## TASK DETAILS
Beginning with the line that contains "like [[446, 240]].", transcribe every line through the end of the entries exactly as written, and reproduce nothing else.

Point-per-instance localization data
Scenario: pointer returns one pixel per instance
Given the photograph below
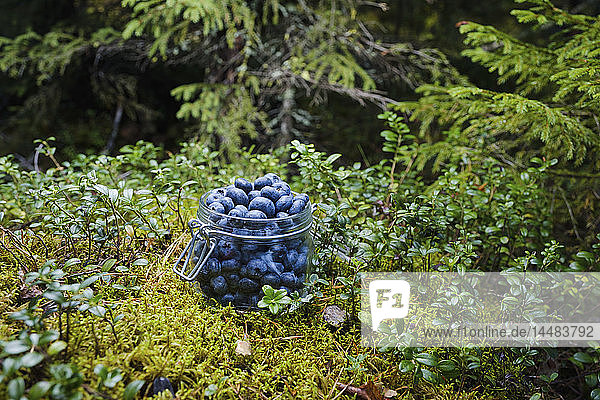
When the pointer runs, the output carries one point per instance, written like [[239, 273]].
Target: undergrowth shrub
[[87, 247]]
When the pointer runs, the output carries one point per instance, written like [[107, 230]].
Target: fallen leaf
[[243, 348]]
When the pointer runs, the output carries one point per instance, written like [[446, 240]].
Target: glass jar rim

## SOLUTION
When the pointer runs, the output carries one point per instance, written like [[446, 240]].
Target: glass jar rim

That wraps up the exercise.